### What you should do
Please find each line in the listing below that contains the word "center", and copy those lines.

──────── Task material ────────

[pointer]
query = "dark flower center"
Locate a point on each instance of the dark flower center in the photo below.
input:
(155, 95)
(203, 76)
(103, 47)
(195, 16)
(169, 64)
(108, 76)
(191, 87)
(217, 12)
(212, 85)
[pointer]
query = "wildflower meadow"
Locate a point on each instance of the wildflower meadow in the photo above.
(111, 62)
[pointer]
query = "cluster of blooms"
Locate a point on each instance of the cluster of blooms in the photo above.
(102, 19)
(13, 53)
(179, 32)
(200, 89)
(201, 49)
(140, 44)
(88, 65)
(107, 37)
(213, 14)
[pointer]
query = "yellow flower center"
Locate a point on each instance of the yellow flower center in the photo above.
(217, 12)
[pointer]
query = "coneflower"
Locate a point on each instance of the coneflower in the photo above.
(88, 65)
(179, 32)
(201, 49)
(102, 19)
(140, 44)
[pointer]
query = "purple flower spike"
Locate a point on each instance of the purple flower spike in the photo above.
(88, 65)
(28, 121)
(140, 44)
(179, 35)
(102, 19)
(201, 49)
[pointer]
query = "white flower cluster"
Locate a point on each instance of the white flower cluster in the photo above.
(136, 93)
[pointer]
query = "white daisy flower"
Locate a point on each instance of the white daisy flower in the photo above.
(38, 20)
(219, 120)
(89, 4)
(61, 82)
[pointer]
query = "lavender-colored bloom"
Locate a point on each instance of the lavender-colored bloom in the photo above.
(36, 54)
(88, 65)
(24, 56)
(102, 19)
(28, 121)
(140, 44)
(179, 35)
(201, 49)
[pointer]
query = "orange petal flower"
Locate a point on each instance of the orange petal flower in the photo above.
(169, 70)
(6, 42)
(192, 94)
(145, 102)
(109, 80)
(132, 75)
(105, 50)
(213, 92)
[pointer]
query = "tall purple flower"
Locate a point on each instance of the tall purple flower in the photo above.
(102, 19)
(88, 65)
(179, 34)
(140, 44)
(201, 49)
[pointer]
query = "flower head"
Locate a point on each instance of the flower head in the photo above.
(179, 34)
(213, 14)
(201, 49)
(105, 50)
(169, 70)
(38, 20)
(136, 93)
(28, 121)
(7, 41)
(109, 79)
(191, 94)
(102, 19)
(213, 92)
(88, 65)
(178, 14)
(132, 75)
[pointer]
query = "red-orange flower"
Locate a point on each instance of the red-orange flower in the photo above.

────────

### Answer for this exercise
query = "dark flower center"
Locate a point on each instance of the dark flower center in the photo below.
query = "yellow flower center"
Locate a point on each instance of the yellow flower center in the photo above.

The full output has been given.